-- Text segment start --

1987 Intercontinental Cup
| Porto | Peñarol |
| Portugal | Uruguay |
| 2 | 1 |
- After extra time
- Date: 13 December 1987
- Venue: National Stadium, Tokyo
- Man of the Match: Rabah Madjer (Porto)
- Referee: Franz Wöhrer (Austria)
- Attendance: 45,000

= 1987 Intercontinental Cup =

The 1987 Intercontinental Cup was an association football match played on 13 December 1987 between Porto of Portugal, winner of the 1986–87 European Cup, and Peñarol of Uruguay, winner of the 1987 Copa Libertadores.

The match was played at the neutral venue of the National Stadium in Tokyo in front of 45,000 fans. Heavy snow fell throughout the match, making the pitch muddy. Rabah Madjer scored the winning goal in extra time and was named man of the match.

-- Text segment end --
-- Material shown start --

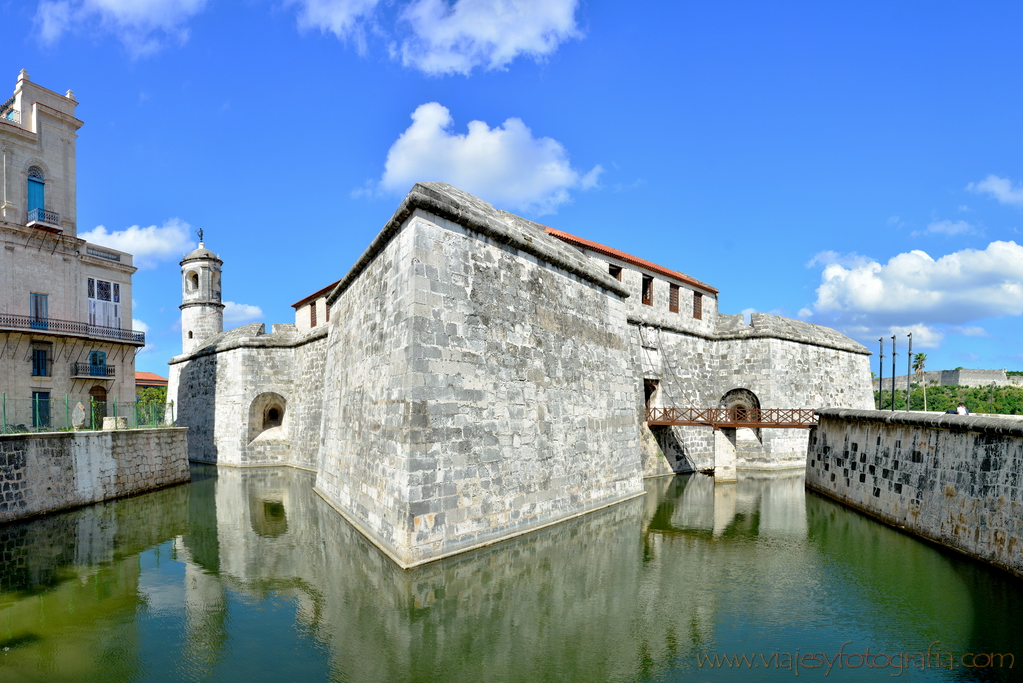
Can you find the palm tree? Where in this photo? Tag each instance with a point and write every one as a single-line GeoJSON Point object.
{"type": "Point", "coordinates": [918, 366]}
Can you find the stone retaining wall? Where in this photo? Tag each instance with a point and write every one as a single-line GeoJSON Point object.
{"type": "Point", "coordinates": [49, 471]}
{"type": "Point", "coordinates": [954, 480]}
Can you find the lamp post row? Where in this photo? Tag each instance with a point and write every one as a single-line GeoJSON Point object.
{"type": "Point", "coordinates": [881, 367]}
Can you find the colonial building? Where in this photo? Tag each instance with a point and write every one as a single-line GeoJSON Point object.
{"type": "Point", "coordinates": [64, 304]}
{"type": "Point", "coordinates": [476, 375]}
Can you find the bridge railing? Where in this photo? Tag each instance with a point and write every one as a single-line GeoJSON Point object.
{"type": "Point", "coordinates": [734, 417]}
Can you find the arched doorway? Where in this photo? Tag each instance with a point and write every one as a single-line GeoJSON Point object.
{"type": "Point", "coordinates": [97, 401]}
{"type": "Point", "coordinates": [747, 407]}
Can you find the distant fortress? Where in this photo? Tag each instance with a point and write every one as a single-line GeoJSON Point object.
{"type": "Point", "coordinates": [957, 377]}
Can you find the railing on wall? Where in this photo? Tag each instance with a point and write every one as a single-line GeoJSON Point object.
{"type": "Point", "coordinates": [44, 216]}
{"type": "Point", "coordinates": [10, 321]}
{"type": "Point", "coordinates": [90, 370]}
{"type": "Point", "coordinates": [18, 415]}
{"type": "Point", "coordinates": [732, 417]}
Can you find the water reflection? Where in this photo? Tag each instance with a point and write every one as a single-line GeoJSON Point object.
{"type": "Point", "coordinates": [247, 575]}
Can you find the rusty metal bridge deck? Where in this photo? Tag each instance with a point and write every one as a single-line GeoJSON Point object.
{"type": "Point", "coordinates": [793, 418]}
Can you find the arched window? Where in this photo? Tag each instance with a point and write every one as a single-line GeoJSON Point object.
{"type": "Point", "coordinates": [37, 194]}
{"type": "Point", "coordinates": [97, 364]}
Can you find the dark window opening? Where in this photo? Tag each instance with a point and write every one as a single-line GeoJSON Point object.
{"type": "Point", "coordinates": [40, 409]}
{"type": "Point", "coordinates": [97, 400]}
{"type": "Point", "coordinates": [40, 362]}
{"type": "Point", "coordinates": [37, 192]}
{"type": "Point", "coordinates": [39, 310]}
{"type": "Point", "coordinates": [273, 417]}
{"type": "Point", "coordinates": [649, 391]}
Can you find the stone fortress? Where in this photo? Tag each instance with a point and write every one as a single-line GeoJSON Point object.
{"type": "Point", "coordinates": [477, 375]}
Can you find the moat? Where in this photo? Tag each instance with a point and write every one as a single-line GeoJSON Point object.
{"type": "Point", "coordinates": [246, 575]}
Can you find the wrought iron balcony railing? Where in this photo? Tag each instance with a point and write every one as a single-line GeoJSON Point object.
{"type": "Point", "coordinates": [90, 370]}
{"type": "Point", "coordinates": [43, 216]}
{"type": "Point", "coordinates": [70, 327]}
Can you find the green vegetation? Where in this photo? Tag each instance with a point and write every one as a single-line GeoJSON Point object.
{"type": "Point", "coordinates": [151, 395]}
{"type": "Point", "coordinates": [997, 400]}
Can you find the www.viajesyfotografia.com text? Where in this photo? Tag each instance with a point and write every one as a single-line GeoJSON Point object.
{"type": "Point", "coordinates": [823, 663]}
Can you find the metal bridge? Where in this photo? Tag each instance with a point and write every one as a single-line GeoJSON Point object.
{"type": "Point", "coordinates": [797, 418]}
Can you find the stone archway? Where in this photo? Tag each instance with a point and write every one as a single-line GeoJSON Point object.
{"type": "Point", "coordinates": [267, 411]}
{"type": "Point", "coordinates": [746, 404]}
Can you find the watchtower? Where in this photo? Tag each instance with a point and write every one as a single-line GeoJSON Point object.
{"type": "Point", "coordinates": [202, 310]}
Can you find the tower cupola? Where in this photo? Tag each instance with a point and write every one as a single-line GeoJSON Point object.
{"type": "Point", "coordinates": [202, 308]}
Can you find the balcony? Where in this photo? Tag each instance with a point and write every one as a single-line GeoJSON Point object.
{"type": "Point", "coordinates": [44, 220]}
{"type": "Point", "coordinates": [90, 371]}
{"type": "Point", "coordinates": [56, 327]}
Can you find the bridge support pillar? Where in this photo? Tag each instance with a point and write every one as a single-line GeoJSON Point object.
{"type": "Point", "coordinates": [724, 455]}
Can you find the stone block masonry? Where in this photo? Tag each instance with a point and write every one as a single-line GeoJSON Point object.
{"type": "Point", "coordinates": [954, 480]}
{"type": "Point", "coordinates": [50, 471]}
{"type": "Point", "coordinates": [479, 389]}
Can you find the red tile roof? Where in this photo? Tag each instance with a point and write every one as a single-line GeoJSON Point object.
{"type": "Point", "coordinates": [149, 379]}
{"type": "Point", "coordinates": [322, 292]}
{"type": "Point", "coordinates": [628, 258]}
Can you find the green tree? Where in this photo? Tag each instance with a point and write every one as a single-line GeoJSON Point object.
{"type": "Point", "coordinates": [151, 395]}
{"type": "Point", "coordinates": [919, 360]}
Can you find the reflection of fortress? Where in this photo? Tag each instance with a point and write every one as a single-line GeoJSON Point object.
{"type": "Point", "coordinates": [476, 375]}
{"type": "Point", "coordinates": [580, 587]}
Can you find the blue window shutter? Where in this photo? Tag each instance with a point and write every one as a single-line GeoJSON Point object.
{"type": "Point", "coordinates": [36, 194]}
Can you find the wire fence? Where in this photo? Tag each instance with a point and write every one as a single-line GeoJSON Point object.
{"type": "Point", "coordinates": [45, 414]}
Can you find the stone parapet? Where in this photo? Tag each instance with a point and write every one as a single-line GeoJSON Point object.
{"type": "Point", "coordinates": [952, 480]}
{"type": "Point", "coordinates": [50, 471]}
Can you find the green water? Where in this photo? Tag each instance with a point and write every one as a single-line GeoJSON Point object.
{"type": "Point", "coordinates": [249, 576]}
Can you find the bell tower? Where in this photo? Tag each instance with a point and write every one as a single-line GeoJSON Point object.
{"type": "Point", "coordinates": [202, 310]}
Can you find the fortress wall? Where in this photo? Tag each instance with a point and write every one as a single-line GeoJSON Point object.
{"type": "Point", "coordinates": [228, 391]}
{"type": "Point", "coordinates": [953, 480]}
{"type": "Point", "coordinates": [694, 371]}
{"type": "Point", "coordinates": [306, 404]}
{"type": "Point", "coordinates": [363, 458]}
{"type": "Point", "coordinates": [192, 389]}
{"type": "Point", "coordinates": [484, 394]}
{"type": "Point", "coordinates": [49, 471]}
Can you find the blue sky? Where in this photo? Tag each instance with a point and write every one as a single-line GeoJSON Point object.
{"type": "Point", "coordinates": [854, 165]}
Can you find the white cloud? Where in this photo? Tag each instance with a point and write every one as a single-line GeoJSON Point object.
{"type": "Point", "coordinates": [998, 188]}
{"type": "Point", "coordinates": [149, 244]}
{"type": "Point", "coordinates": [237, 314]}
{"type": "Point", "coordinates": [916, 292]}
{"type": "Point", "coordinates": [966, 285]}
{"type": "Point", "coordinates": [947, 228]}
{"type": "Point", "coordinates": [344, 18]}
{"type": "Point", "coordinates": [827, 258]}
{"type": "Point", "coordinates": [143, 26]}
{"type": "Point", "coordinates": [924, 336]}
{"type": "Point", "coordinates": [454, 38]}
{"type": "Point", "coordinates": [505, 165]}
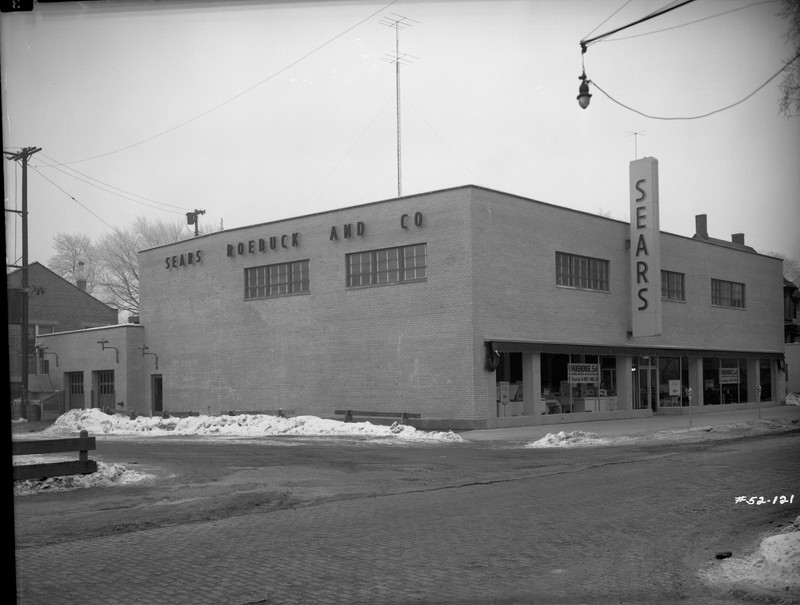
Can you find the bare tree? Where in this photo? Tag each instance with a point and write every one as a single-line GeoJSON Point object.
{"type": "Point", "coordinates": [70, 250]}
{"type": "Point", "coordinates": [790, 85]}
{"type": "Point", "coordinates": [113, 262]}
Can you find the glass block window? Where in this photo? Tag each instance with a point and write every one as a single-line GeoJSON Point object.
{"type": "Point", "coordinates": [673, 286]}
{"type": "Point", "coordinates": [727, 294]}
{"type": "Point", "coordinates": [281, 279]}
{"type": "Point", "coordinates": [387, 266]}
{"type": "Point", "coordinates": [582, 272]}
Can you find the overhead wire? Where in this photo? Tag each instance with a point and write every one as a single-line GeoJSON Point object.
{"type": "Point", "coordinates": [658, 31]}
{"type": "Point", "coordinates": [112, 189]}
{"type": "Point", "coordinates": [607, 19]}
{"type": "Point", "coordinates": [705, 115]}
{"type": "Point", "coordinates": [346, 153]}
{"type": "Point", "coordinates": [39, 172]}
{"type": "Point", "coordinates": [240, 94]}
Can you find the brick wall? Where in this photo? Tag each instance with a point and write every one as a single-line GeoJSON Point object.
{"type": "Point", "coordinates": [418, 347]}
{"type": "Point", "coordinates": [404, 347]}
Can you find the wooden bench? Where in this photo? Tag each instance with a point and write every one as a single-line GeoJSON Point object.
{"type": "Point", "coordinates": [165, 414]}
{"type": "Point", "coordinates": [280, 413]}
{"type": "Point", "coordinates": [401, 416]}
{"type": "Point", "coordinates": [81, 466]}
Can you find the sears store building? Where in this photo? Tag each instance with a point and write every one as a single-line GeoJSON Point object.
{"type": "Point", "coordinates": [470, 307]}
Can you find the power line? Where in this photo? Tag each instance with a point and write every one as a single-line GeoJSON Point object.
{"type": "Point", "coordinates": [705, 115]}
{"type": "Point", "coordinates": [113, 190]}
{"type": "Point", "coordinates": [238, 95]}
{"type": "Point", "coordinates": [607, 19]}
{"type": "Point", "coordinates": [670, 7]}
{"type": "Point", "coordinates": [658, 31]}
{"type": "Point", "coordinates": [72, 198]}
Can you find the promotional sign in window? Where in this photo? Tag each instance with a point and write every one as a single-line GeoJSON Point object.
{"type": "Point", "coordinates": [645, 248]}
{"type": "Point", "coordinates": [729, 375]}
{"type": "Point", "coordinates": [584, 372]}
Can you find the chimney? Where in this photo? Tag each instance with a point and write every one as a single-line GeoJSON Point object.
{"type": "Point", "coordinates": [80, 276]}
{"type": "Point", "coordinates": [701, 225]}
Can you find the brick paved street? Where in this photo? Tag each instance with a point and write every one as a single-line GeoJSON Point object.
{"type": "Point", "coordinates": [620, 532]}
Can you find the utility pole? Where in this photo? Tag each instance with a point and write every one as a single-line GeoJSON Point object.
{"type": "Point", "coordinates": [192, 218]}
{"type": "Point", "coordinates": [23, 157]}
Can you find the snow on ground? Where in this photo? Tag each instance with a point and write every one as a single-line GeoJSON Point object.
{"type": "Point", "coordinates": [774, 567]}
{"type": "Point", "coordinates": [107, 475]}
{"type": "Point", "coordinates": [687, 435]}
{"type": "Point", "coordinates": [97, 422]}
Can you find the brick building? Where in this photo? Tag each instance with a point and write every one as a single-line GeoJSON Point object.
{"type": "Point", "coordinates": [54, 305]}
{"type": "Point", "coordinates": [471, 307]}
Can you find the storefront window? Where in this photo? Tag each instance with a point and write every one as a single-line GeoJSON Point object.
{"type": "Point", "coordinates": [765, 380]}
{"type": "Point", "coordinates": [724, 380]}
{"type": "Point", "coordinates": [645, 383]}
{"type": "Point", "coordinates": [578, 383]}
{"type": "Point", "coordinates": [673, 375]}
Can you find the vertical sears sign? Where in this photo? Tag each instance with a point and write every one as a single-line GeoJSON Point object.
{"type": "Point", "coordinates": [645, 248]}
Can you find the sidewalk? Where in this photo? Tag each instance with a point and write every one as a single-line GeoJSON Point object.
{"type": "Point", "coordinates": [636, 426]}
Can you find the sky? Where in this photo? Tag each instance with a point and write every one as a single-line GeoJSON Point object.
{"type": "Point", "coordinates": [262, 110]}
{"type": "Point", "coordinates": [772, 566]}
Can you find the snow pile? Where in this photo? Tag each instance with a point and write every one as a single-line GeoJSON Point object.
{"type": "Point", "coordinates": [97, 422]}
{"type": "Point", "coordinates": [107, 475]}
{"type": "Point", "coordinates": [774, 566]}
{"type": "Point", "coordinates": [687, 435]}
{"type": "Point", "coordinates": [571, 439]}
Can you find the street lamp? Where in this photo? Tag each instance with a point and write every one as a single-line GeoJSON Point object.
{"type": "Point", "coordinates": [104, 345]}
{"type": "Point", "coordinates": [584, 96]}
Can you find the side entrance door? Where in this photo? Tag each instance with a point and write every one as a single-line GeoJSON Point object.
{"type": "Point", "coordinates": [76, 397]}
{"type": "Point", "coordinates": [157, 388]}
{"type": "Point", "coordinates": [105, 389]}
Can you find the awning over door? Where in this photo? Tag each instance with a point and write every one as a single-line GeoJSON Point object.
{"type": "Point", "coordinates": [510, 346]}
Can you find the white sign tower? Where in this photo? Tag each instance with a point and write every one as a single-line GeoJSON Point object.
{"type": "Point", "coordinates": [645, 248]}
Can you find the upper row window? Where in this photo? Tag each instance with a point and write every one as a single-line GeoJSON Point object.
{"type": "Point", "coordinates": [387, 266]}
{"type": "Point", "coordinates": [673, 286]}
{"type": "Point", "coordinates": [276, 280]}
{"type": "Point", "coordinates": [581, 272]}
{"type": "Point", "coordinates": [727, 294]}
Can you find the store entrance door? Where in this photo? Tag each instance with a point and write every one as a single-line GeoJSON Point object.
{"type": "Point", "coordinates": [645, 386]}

-- Material shown end --

## Aim 1
According to the text on the 1987 Intercontinental Cup, why were Porto and Peñarol the two clubs that met in this match?
## Aim 2
Continue the text on the 1987 Intercontinental Cup from its last sentence.

## Task answer 1
Porto had won the 1986–87 European Cup, and Peñarol had won the 1987 Copa Libertadores. The match was played between the winners of those two competitions.

## Task answer 2
==Match details==

| GK | 1 | POL Józef Młynarczyk |
| DF | 2 | POR João Pinto (c) |
| DF | 3 | POR Augusto Inácio |
| DF | 4 | Geraldão |
| DF | 5 | POR Lima Pereira |
| MF | 6 | POR Rui Barros | | |
| MF | 7 | POR Jaime Magalhães |
| MF | 10 | POR António Sousa |
| MF | 11 | POR António André |
| FW | 8 | ALG Rabah Madjer |
| FW | 9 | POR Fernando Gomes |
Substitutes:
| GK | 12 | POR Zé Beto |
| MF | 13 | POR Quim | | |
| MF | 14 | POR António Frasco |
| DF | 15 | POR Festas |
| FW | 16 | Juary |
Manager:
YUG Tomislav Ivić
| GK | 1 | URU Eduardo Pereira (c) |
| DF | 4 | URU José Herrera | | |
| DF | 2 | URU Marcelo Rotti |
| DF | 3 | URU Obdulio Trasante |
| DF | 6 | URU Alfonso Domínguez |
| MF | 8 | URU Eduardo da Silva |
| MF | 5 | URU José Perdomo |
| MF | 10 | URU Ricardo Viera |
| MF | 7 | URU Daniel Vidal |
| FW | 9 | URU Diego Aguirre |
| FW | 11 | URU Jorge Cabrera | | |
Substitutes:
| GK | 12 | URU Óscar Ferro |
| DF | 13 | URU Jorge Gonçálvez | | |
| FW | 14 | URU Coquito |
| MF | 15 | URU Gustavo Matosas | | |
| FW | 16 | URU Jorge Villar |
Manager:
URU Óscar Tabárez
| Man of the Match:
Rabah Madjer (FC Porto)
 Assistant referees:
  Na Yoon-sik (South Korea)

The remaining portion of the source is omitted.